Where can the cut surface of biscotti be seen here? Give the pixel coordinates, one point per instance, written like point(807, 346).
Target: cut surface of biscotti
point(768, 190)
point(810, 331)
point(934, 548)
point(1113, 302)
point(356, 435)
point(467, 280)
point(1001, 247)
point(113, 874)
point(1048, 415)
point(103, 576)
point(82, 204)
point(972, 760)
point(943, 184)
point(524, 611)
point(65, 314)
◇ ◇ ◇ ◇
Set exercise » Reproduce every line of the records above word for word, keeping each character unchanged.

Full response »
Where can the cut surface of biscotti be seen here? Give the pixel coordinates, one point per instance, written like point(807, 346).
Target: cut surface of biscotti
point(768, 190)
point(810, 331)
point(934, 548)
point(1113, 302)
point(356, 435)
point(467, 280)
point(1001, 247)
point(113, 874)
point(1048, 415)
point(103, 576)
point(82, 204)
point(972, 760)
point(943, 184)
point(524, 611)
point(65, 314)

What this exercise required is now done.